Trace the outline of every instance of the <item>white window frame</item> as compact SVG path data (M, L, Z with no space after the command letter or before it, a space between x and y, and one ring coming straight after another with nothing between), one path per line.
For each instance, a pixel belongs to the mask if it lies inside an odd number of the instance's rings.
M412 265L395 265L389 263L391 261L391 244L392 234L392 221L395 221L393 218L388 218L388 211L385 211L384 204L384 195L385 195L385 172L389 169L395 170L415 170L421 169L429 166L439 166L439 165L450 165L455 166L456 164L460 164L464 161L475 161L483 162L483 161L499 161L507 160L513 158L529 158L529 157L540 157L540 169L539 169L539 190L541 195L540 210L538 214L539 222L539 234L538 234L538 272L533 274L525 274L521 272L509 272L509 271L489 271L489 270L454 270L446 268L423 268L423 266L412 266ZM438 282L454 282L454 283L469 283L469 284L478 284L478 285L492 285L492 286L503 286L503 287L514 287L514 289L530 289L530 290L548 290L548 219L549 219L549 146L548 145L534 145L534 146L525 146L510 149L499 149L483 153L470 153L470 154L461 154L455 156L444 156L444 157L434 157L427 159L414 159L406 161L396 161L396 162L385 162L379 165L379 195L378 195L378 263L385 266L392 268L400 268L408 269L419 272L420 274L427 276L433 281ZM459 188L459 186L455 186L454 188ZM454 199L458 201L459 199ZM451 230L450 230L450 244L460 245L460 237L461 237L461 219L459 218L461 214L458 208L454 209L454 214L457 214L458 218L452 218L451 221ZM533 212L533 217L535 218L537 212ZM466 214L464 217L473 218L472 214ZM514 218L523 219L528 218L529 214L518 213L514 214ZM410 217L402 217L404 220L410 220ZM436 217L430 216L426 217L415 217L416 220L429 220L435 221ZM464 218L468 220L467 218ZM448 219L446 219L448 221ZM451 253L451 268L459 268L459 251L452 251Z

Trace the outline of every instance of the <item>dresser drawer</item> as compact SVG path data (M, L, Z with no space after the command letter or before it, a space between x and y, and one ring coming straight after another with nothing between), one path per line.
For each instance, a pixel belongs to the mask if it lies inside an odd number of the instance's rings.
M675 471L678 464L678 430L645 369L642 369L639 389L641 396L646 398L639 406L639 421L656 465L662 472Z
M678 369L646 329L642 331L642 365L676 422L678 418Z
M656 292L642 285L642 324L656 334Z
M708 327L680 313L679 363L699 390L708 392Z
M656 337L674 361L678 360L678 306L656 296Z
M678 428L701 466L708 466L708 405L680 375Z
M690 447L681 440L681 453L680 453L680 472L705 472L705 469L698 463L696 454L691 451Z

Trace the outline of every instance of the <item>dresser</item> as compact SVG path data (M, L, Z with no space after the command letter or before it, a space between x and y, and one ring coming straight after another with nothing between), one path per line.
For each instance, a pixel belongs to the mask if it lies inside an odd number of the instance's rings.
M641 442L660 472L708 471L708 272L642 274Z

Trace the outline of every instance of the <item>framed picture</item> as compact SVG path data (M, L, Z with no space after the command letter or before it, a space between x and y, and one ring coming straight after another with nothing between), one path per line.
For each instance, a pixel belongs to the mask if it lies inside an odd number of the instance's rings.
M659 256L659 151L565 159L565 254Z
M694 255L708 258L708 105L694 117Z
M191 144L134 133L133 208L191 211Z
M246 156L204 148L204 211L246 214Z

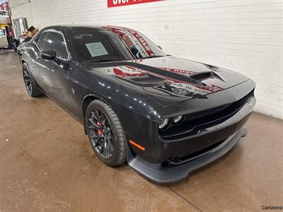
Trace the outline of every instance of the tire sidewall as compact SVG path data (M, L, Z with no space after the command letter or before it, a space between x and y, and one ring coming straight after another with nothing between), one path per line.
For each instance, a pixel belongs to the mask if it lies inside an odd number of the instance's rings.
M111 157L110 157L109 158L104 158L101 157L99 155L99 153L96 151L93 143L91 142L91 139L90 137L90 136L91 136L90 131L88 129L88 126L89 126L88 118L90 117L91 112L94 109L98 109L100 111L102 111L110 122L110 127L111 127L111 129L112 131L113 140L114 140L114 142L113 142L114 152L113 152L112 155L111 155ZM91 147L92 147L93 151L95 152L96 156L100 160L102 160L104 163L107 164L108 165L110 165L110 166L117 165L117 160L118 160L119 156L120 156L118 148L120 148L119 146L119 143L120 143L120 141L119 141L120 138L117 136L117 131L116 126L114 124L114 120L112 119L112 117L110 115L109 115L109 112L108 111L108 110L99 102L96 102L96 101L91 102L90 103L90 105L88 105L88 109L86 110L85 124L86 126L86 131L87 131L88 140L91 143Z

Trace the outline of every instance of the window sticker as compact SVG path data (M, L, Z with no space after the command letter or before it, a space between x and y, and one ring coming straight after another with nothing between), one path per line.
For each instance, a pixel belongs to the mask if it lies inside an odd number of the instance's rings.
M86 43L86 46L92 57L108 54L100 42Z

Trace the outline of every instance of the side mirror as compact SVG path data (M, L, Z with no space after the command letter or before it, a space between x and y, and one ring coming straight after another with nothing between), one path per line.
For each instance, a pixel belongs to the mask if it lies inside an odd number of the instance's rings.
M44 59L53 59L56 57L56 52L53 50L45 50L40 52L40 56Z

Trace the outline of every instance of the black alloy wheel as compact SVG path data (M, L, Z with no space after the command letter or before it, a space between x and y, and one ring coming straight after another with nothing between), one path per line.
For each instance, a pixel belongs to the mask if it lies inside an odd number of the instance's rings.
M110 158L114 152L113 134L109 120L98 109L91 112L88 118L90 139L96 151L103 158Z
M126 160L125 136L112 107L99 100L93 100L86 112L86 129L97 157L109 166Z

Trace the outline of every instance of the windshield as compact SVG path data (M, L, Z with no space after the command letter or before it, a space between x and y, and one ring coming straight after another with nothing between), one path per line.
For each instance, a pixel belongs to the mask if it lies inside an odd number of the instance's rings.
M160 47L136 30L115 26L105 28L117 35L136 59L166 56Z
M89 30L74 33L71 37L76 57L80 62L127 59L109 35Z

* * *

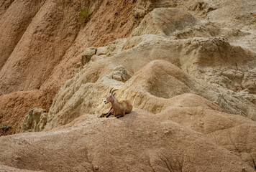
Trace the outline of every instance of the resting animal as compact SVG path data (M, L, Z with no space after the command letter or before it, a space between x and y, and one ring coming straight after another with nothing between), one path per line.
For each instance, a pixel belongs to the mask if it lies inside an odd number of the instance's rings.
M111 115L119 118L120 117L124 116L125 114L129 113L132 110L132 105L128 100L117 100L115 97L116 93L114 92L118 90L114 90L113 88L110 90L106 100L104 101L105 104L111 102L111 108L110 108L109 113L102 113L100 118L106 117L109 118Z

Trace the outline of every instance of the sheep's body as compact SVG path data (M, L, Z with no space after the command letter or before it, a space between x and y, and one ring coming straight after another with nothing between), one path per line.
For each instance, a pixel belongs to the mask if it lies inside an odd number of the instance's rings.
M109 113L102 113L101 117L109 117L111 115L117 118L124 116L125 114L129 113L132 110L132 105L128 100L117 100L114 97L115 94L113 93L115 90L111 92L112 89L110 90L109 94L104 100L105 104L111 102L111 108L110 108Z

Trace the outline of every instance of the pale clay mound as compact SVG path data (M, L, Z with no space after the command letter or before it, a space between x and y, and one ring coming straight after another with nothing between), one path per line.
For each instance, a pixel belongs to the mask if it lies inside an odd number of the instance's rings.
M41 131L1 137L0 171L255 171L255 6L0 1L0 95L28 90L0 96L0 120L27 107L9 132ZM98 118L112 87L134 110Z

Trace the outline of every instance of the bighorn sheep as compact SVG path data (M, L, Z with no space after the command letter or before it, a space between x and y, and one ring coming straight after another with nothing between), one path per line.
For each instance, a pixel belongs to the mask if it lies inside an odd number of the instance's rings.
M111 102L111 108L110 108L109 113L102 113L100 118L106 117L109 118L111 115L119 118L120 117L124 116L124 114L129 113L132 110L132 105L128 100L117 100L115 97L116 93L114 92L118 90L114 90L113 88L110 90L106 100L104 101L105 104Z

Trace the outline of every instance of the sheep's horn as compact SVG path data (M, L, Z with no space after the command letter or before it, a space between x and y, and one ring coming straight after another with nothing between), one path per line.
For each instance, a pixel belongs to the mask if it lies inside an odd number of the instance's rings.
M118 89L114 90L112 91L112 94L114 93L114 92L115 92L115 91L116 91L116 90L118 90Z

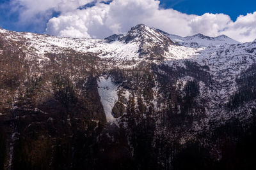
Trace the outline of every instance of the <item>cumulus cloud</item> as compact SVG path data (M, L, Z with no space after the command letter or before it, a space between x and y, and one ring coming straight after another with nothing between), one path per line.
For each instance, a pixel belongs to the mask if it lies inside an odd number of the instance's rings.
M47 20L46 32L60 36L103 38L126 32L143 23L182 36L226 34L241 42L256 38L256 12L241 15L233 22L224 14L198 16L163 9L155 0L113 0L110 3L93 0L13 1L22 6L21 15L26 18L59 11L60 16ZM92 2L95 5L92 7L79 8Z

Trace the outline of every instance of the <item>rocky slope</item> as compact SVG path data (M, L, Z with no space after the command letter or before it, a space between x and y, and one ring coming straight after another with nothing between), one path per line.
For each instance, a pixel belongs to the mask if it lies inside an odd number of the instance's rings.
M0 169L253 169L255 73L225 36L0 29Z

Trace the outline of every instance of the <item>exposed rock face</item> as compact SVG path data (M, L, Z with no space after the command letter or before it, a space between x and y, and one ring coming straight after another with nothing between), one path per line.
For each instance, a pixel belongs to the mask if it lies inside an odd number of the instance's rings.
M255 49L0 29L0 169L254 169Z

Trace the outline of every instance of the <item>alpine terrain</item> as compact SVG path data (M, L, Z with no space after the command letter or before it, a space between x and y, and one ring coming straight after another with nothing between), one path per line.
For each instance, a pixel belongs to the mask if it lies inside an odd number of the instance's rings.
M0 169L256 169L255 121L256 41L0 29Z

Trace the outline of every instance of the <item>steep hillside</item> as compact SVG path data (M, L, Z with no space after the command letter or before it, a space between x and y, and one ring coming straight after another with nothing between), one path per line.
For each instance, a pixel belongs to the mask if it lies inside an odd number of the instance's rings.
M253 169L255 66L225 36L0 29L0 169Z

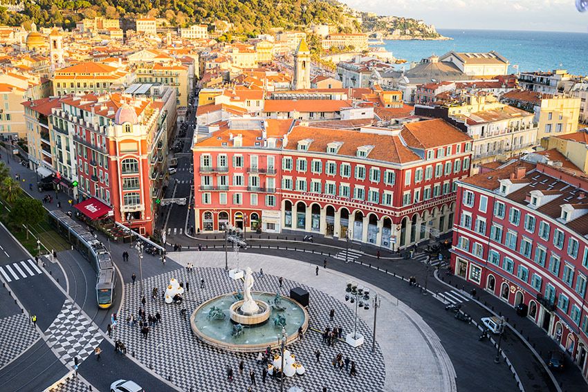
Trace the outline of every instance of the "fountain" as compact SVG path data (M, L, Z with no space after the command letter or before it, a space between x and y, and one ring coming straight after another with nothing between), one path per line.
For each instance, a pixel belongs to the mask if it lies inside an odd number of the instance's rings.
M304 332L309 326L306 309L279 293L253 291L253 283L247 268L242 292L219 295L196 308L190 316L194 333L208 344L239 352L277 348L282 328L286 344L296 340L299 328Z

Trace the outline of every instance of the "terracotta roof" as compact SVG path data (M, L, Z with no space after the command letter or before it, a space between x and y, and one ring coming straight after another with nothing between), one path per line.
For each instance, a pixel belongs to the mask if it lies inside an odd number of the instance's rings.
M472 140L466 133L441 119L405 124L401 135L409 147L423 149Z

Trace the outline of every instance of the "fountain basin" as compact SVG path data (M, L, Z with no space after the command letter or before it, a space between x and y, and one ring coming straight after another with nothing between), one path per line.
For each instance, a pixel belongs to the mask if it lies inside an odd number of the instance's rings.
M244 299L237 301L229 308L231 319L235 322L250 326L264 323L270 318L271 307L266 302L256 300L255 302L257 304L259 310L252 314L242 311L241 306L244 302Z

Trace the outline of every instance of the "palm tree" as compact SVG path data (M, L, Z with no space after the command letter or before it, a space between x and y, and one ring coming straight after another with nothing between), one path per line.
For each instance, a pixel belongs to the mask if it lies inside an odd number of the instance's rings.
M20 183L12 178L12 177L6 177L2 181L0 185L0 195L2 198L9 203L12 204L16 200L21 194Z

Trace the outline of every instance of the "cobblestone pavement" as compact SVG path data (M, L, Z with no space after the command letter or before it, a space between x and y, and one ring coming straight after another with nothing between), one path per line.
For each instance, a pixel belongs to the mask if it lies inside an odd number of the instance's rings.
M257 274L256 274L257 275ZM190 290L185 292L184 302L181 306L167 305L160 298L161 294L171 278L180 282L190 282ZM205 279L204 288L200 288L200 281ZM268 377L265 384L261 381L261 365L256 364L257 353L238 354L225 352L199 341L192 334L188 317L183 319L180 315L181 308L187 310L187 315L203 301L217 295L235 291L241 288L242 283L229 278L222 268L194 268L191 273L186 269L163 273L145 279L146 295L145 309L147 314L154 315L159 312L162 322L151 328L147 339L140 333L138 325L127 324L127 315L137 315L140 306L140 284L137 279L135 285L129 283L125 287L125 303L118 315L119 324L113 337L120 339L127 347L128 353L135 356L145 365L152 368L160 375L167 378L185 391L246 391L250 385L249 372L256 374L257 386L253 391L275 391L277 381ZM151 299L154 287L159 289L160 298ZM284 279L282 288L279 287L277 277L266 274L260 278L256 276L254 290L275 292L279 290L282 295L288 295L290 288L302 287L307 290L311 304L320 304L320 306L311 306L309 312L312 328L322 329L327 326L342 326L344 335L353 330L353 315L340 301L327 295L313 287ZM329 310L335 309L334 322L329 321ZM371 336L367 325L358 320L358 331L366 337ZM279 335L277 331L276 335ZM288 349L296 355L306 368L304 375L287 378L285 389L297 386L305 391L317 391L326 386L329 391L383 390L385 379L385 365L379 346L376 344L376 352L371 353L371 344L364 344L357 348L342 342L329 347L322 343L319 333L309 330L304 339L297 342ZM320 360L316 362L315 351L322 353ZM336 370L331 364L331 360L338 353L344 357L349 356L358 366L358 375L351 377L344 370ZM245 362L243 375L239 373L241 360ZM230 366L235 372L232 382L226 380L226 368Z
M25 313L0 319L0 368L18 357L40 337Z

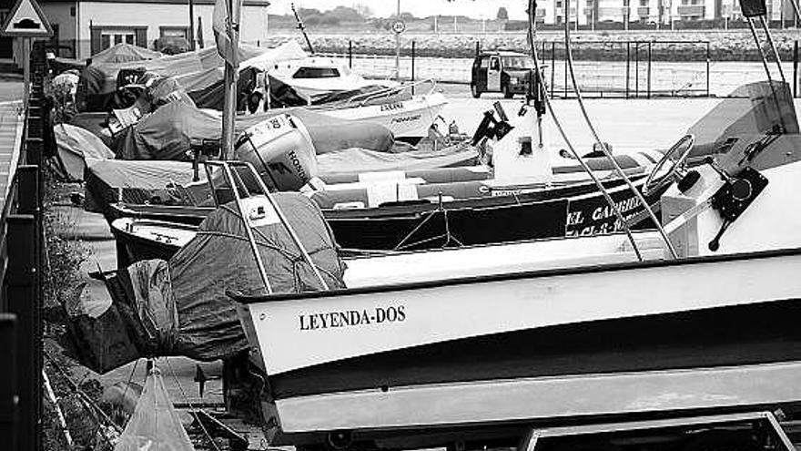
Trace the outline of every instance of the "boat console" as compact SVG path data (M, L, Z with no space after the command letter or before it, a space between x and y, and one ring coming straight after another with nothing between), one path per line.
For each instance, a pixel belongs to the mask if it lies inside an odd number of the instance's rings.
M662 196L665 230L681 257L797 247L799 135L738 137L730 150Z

GIVEN INSTRUCTION:
Copy out the data from the line containing "Trace the outline of every instance of the sheep's body" through the line containing "M118 89L114 90L112", with both of those lines included and every line reproduced verbatim.

EXERCISE RESULT:
Trace the outline of every instance of the sheep's body as compact SVG path data (M, L, Z with no space after the command letter or before it, a space between x and y, and one ring coming straight after another with nothing between), one path per line.
For each instance, a pixel belongs to the mask if it lies inside an odd number of the instance's rings.
M109 113L102 113L101 117L109 117L111 115L117 118L124 116L125 114L129 113L132 110L132 105L128 100L117 100L114 97L115 94L113 93L115 90L111 92L112 89L110 90L109 94L104 100L105 104L111 102L111 108L110 108Z

Trace the outline of every instance of the pale clay mound as compact SVG path data (M, L, Z with no space after the command letter or before it, a space between x and y, and one ring coming straight after another with nothing between), one path per line.
For each instance, a pixel belongs to the mask if it lies inside an odd number of the instance's rings.
M41 131L1 137L0 171L255 171L255 6L0 1L0 95L28 90L0 96L0 120L27 107L9 132ZM98 118L112 87L134 110Z

Trace the outline of every instance of the bighorn sheep as compact SVG path data (M, L, Z with no space after the command letter or before it, a space between x and y, and one ring coming straight after another with nothing between), one path per line.
For each instance, a pixel belongs to the mask if it lies inside an odd number of the instance's rings.
M111 102L111 108L110 108L109 113L102 113L100 118L106 117L109 118L111 115L119 118L120 117L124 116L124 114L129 113L132 110L132 105L128 100L117 100L115 97L116 93L114 92L118 90L114 90L113 88L110 90L106 100L104 101L105 104Z

Trace the outline of every instance of the sheep's horn as compact SVG path data (M, L, Z with no space after the command letter or before it, a space between x and y, and one ring coming straight after another with nothing between), one path per line.
For each instance, a pixel belongs to the mask if it lies inside an odd number of the instance's rings.
M118 89L114 90L112 91L112 94L114 93L114 92L115 92L115 91L116 91L116 90L118 90Z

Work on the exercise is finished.